___ ページ抜粋 ___

昨今の就活において理系男子1位となるなど、

ソニー・シャープほか電機業界の沈没もあって、文理問わず人気絶頂の三菱商事。「シューカツで上のほうの人たちをガサっと採って書類仕事ばかりさせて、まるで『人材の墓場』ですね、ってリクルートの人から言われましたが、確かに管理部ではそういう面があります」(若手社員)。終身雇用が大前提の同社では、まず下積み期間がある。「若手の仕事は、買った後の事業投資先管理が中心。これは、ようは現場で起きていることを丸の内の本社でまとめて社内向けに報告する業務で、約7割はルーティーン作業。やりがいゼロです」(中堅社員)
Digest
  • 資源/非資源、トレード/事業投資
  • 役所よりも役所らしい、判子だらけな「組織の三菱」
  • 飼い殺し感に「ホントにこのままでいいの?」
  • OB訪問と採用における位置づけ
  • 「飛び抜けて優秀ではない」お坊ちゃん偏差値エリート
  • 「資本の力」で英語コミュニケーション
  • 1年目はインストラクターがメールの中身まで管理
  • 応募がバレる「チャレンジポスト」の実情
  • 海外赴任、MBA留学、グローバル研修生制度の実態
  • 「家族に手厚くして会社を辞められなくしている」
  • リクルートと反対の会社
  • 1千億円規模に魅力を感じられるか
  • 中途採用は2ケタ

資源/非資源、トレード/事業投資

とはいえ、全員がこうした管理部に初期配属されるわけではない。同社の組織は、コーポレートスタッフ部門と、7つの事業グループ(金属、機械、化学品、エネルギー事業、生活産業、地球環境インフラ事業、新産業金融事業)に、大きく分かれる(→組織図)。コーポレートには「財務」「法務」「人事」「リスクマネジメント」「グローバル渉外」といった管理系の各部があり、7つの事業グループ内にも、それらの機能を持つ“ミニ管理部”がある。

「最初の配属でコーポレートを希望する人は、ほぼゼロなのですが、残念ながらコーポレートに決まった人は、数人を除き、まず各グループの管理部に配属します。一方、各グループに配属された人のなかにも、グループ全体配属という形で、研修の意味合いで3年間、管理部に所属する人がいます」(若手社員)

こうして、ある年は、新卒入社同期の3分の1ほどが管理部に配属された。一般的に、商社は営業が花形で、社内的にも権力を握るが、三菱商事は少し違う。三井物産が「管理より営業のほうが強い」と言われるのに対し、「営業よりも管理が強い」と言われるのが三菱商事。管理部では、取引上で発生する税法や民法の問題を学ぶなど、商社業務の基礎を一通りOJTで覚える。新人時代に管理部を経験させ、コンプラ意識を高めたいとの会社側の意図も感じられる。

___

- _出題 1_
三菱商事の記事から、「とはいえ、全員がこうした管理」から「の会社側の意図も感じられる。」までを全部そのまま引用してください。
- _出題 2_
三菱商事の記事を2文でまとめてください。
- _出題 3_
三菱商事の記事を、最後の文のあとから書き続けてください。
このあとのデータは、上の記事とは関係ありません。

___ 抽出データ ___

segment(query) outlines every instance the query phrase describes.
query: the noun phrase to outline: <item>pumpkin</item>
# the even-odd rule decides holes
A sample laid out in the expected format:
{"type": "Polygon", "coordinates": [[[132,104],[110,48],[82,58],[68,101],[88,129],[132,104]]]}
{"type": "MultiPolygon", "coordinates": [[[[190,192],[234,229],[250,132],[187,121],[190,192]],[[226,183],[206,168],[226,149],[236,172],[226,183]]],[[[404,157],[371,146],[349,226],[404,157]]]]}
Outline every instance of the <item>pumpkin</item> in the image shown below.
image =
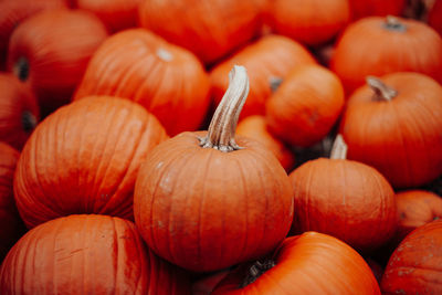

___

- _最終結果 1_
とはいえ、全員がこうした管理部に初期配属されるわけではない。同社の組織は、コーポレートスタッフ部門と、7つの事業グループ(金属、機械、化学品、エネルギー事業、生活産業、地球環境インフラ事業、新産業金融事業)に、大きく分かれる(→組織図)。コーポレートには「財務」「法務」「人事」「リスクマネジメント」「グローバル渉外」といった管理系の各部があり、7つの事業グループ内にも、それらの機能を持つ“ミニ管理部”がある。

「最初の配属でコーポレートを希望する人は、ほぼゼロなのですが、残念ながらコーポレートに決まった人は、数人を除き、まず各グループの管理部に配属します。一方、各グループに配属された人のなかにも、グループ全体配属という形で、研修の意味合いで3年間、管理部に所属する人がいます」(若手社員)

こうして、ある年は、新卒入社同期の3分の1ほどが管理部に配属された。一般的に、商社は営業が花形で、社内的にも権力を握るが、三菱商事は少し違う。三井物産が「管理より営業のほうが強い」と言われるのに対し、「営業よりも管理が強い」と言われるのが三菱商事。管理部では、取引上で発生する税法や民法の問題を学ぶなど、商社業務の基礎を一通りOJTで覚える。新人時代に管理部を経験させ、コンプラ意識を高めたいとの会社側の意図も感じられる。

- _最終結果 2_
三菱商事の若手の仕事は事業投資先の管理が中心で、約7割がルーティーン作業だと言われ、ある年は新卒同期の3分の1ほどが管理部に配属された。同社は「営業よりも管理が強い」と言われ、管理部では税法や民法の問題など商社業務の基礎をOJTで覚える。

- _最終結果 3_
残り3分の2は、7つの事業グループの営業部門に配属されたという。商社のビジネスは、グループを問わず、伝統的な「トレーディング業」(A社から仕入れてB社に売ってマージンが1個いくら…)から「事業投資業」(会社の株を買って毎年の配当収入等を得る)へとシフトし、現在は利益の大半を事業投資から得ている。若手がいきなり事業投資の仕事にアサインされることは稀で、トレーディングが中心となる。

配属先が「資源系」か否か、でも仕事内容は異なる。資源系(エネルギー事業グループ、金属グループ等)は、顧客が重厚長大製品を扱う伝統的な産業(新日鉄、JXホールディングス等)中心で、そういう会社は年功序列で上下関係が厳しく、体育会的な社風を持つ。顧客に合わせる形で、資源系グループに所属する三菱商事の若手も、使いっ走り(接待のセッティングや資料作成等)の仕事が中心となる。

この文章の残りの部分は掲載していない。